• _GOAL OF THE EXERCISE_
Please copy every line of the material below without changing a single character.

• _Entries for labeling bounding boxes_
## START
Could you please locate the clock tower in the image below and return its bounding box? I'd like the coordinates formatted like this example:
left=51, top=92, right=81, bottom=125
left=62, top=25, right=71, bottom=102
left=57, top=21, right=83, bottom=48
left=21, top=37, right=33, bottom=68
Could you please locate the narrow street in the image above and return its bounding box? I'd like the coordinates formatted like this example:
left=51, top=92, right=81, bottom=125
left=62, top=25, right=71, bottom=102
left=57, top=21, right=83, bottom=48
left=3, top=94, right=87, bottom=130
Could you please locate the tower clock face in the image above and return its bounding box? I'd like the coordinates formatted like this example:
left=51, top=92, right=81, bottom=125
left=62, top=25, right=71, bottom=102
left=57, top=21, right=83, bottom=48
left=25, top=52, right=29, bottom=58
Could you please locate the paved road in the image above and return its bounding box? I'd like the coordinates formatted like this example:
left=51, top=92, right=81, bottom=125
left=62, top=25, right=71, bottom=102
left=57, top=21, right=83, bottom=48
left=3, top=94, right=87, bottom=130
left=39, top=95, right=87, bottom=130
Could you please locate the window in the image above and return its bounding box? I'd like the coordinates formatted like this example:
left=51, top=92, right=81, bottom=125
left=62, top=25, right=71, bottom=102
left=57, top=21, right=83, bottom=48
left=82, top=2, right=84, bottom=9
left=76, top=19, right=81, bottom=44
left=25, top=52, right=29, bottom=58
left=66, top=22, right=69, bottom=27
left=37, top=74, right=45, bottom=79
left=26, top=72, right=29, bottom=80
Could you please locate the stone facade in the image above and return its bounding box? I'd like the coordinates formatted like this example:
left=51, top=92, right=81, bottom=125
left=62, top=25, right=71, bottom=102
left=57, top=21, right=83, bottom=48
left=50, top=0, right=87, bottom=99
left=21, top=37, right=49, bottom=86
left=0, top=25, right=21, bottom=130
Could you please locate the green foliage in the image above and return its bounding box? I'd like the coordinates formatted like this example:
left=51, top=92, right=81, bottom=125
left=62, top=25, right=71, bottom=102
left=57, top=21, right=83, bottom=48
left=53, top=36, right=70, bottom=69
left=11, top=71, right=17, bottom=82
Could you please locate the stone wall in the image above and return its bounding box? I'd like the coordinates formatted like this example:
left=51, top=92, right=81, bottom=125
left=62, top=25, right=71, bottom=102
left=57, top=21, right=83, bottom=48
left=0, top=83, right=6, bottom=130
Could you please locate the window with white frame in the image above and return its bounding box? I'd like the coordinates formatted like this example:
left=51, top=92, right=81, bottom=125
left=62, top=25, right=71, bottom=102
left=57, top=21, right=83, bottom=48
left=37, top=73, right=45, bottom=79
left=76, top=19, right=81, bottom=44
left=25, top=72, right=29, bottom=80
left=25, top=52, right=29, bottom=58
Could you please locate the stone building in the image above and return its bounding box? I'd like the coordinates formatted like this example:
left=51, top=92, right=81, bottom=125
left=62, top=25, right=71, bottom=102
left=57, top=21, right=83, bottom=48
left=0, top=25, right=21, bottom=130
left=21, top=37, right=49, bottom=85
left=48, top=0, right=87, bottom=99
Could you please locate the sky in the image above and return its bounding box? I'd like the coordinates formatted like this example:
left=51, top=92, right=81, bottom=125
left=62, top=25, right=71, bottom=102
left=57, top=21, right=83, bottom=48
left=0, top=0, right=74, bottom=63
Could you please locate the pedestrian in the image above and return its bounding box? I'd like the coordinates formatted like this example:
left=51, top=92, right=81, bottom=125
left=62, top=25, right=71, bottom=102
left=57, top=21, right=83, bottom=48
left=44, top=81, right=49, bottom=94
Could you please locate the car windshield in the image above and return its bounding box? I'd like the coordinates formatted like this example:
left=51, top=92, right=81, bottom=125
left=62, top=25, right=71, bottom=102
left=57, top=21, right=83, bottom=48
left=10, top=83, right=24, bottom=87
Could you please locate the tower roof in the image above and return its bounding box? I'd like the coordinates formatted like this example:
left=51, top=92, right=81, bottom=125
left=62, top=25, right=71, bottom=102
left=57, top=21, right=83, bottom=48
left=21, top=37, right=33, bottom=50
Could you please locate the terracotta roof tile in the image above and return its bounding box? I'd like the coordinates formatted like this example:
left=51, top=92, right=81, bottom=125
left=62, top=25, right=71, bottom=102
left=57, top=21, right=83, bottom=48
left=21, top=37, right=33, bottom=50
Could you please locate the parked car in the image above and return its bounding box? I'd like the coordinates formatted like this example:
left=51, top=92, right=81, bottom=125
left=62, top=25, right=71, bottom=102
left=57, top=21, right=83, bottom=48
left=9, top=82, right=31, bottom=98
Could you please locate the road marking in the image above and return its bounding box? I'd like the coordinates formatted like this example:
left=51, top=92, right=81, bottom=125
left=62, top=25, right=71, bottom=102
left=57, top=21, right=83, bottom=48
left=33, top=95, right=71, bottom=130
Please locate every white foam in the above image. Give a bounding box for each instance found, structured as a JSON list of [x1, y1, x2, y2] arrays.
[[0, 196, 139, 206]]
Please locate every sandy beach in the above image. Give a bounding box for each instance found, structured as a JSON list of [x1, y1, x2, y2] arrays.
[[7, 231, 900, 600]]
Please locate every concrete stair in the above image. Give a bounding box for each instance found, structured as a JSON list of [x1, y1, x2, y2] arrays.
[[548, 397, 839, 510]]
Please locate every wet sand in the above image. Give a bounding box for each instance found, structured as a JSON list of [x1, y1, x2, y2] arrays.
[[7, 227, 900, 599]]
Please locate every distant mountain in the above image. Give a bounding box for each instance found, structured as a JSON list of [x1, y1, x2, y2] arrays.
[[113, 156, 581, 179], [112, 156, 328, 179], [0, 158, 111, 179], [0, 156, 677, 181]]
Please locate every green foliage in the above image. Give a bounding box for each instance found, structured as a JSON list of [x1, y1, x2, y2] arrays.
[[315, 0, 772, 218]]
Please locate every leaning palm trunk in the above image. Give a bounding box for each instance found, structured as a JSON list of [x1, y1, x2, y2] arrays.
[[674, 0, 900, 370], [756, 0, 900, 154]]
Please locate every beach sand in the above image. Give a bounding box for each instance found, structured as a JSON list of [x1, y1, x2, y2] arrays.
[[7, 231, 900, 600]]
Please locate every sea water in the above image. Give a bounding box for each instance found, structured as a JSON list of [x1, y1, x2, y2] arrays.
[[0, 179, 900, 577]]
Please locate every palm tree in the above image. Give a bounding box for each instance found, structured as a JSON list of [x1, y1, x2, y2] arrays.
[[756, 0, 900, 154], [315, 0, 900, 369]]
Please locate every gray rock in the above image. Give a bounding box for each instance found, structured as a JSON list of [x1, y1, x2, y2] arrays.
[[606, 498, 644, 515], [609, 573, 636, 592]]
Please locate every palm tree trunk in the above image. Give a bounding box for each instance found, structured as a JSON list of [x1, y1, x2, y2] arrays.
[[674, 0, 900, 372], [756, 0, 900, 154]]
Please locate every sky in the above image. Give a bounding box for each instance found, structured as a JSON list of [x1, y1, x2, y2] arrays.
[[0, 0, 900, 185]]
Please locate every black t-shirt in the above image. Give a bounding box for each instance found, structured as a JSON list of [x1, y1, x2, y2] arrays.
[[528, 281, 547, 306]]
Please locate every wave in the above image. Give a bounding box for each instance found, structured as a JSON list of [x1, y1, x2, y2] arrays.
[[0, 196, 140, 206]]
## END
• _FULL ANSWER_
Could you please locate the clock tower in the image below and return its bounding box? I'd like the coordinates formatted like this example:
left=51, top=92, right=81, bottom=125
left=62, top=25, right=71, bottom=102
left=57, top=21, right=83, bottom=48
left=21, top=37, right=33, bottom=68
Could you please locate the narrow street in the image above and return its bounding box? I'd like the coordinates formatted like this example:
left=51, top=92, right=81, bottom=125
left=62, top=25, right=71, bottom=102
left=57, top=21, right=83, bottom=48
left=3, top=94, right=87, bottom=130
Could you please locate the tower clock face in the image above and return its bounding box? I'd like the coordinates formatted like this example:
left=51, top=92, right=81, bottom=125
left=62, top=25, right=71, bottom=102
left=57, top=21, right=83, bottom=48
left=25, top=52, right=29, bottom=58
Could you please locate the paved road in the image above and return its bounding box? I'd like the coordinates formatted like this example:
left=51, top=92, right=81, bottom=125
left=62, top=25, right=71, bottom=102
left=57, top=21, right=83, bottom=48
left=3, top=94, right=87, bottom=130
left=39, top=95, right=87, bottom=130
Could you please locate the window in the image above and return its bounding box? I'd like the coordinates formatted like this example:
left=51, top=92, right=81, bottom=125
left=62, top=25, right=71, bottom=102
left=57, top=21, right=83, bottom=48
left=82, top=2, right=84, bottom=9
left=76, top=19, right=81, bottom=44
left=25, top=52, right=29, bottom=58
left=66, top=22, right=69, bottom=27
left=37, top=74, right=45, bottom=79
left=26, top=72, right=29, bottom=80
Could you please locate the stone facade in the image above and return its bounding box? I'd like the coordinates formatted like this example:
left=51, top=92, right=81, bottom=125
left=62, top=25, right=71, bottom=102
left=57, top=21, right=83, bottom=48
left=50, top=0, right=87, bottom=99
left=21, top=37, right=49, bottom=86
left=0, top=25, right=21, bottom=130
Could you please locate the green foliage in the image above and return its bounding box? I'd like the coordinates formatted like this example:
left=51, top=92, right=81, bottom=125
left=62, top=25, right=71, bottom=102
left=57, top=21, right=83, bottom=48
left=53, top=36, right=70, bottom=69
left=11, top=71, right=17, bottom=82
Could you please locate the stone wall in the image above and return its bounding box? I'd like the coordinates formatted like this example:
left=51, top=92, right=81, bottom=125
left=62, top=25, right=71, bottom=102
left=57, top=21, right=83, bottom=48
left=0, top=83, right=6, bottom=130
Could you please locate the window with white frame in the image above and return its bounding box? I'd like the coordinates formatted like this example:
left=51, top=92, right=81, bottom=125
left=62, top=25, right=71, bottom=102
left=57, top=21, right=83, bottom=48
left=37, top=73, right=45, bottom=79
left=76, top=19, right=81, bottom=44
left=25, top=72, right=29, bottom=80
left=25, top=52, right=29, bottom=58
Could you please locate the stone building in the image above and return its bounding box? I'd like the coordinates formatted like this example:
left=51, top=92, right=81, bottom=125
left=62, top=25, right=71, bottom=102
left=57, top=21, right=83, bottom=48
left=0, top=25, right=21, bottom=130
left=21, top=37, right=49, bottom=85
left=48, top=0, right=87, bottom=99
Could you please locate the sky in the image above and return its bounding box? I'd like the coordinates formatted like this example:
left=51, top=92, right=81, bottom=125
left=62, top=25, right=71, bottom=102
left=57, top=21, right=83, bottom=48
left=0, top=0, right=74, bottom=63
Could you please locate the pedestrian in the image above and return its bounding box? I'd like the coordinates formatted like this example:
left=51, top=92, right=81, bottom=125
left=62, top=25, right=71, bottom=102
left=57, top=21, right=83, bottom=48
left=44, top=81, right=49, bottom=94
Could you please locate the car windshield in the image above and return its bounding box? I'd like the coordinates formatted like this example:
left=51, top=92, right=81, bottom=125
left=62, top=25, right=71, bottom=102
left=57, top=21, right=83, bottom=48
left=10, top=83, right=24, bottom=87
Could you please locate the tower roof in the image above and return its bounding box? I'd like the coordinates formatted like this example:
left=51, top=92, right=81, bottom=125
left=62, top=25, right=71, bottom=102
left=57, top=21, right=83, bottom=48
left=21, top=37, right=33, bottom=50
Could you please locate the terracotta roof tile in the image above and return its bounding box? I'd like the coordinates formatted like this example:
left=51, top=92, right=81, bottom=125
left=62, top=25, right=71, bottom=102
left=57, top=21, right=83, bottom=48
left=21, top=37, right=33, bottom=50
Could you please locate the parked car in the image above and return its bounding box? I'd like the coordinates formatted like this example:
left=51, top=92, right=81, bottom=125
left=62, top=25, right=71, bottom=102
left=57, top=21, right=83, bottom=48
left=9, top=82, right=31, bottom=98
Could you please locate the road marking in the image above and return its bounding box? I'd like the coordinates formatted like this example:
left=51, top=92, right=81, bottom=125
left=62, top=25, right=71, bottom=102
left=57, top=21, right=83, bottom=48
left=33, top=95, right=71, bottom=130
Please locate every white foam in the above image. Give a bounding box for each instance found, structured as a JSON list of [x1, y1, x2, y2] arrays.
[[0, 196, 139, 206]]
Please locate every sandy beach in the above image. Give a bounding box for each instance found, structured as a JSON list of [x1, y1, x2, y2] arrays.
[[7, 231, 900, 600]]
Please locate every concrete stair in the above image. Give a bounding box for each instance found, structured as a JSON list of [x1, y1, x2, y2] arrays.
[[548, 397, 839, 510]]
Please locate every wet sand in the above image. Give a bounding box for each instance found, structured as a JSON list of [x1, y1, x2, y2] arrays.
[[7, 227, 900, 599]]
Please locate every distant mountain in the above image. Give a bounding box for each instance found, structured as a JSON list of [x1, y1, x2, y2] arrays.
[[113, 156, 581, 179], [112, 156, 328, 179], [0, 158, 111, 179], [0, 156, 677, 181]]
Please locate every green foliage in the above image. Give a bounding box for each instance found, structured as a JSON list of [x1, y1, x2, y2] arrays.
[[315, 0, 772, 218]]
Please locate every leaning palm trunk in the above image. Give a bounding box for each instance found, structured as a JSON list of [x1, y1, x2, y2] arrays.
[[674, 0, 900, 370], [756, 0, 900, 154]]
Please locate every beach sand in the above image. Give a bounding box for each instance found, structured as a JSON list of [x1, y1, x2, y2] arrays.
[[7, 231, 900, 600]]
Please locate every sea water in the above image. Give a bounding box for each instance found, structured as a JSON list of [x1, y1, x2, y2] arrays.
[[0, 179, 900, 577]]
Please locate every palm tree in the above image. Give a bounding box for each instance found, structured as a JSON list of [x1, y1, x2, y2] arrays.
[[756, 0, 900, 154], [315, 0, 900, 369]]
Please locate every gray rock in the above image. Give a bounding box for each instance found, structured as a JSON list of [x1, y1, x2, y2] arrays.
[[606, 498, 644, 515], [609, 573, 636, 592]]
Please locate every palm tree trunk in the above image. Give a bounding box for each instance found, structured as a JSON list of [x1, y1, x2, y2] arrays.
[[674, 0, 900, 372], [756, 0, 900, 154]]
Please locate every sky in the above image. Give a bounding box for each instance found, structured as a JSON list of [x1, y1, x2, y2] arrays.
[[0, 0, 900, 185]]
Please locate every black t-shirt in the above image. Give a bounding box for each instance found, structured as a JSON list of [x1, y1, x2, y2] arrays.
[[528, 281, 547, 306]]
Please locate every wave in the above image. Give a bounding box for each instance found, structured as a JSON list of [x1, y1, x2, y2] arrays.
[[0, 196, 140, 206]]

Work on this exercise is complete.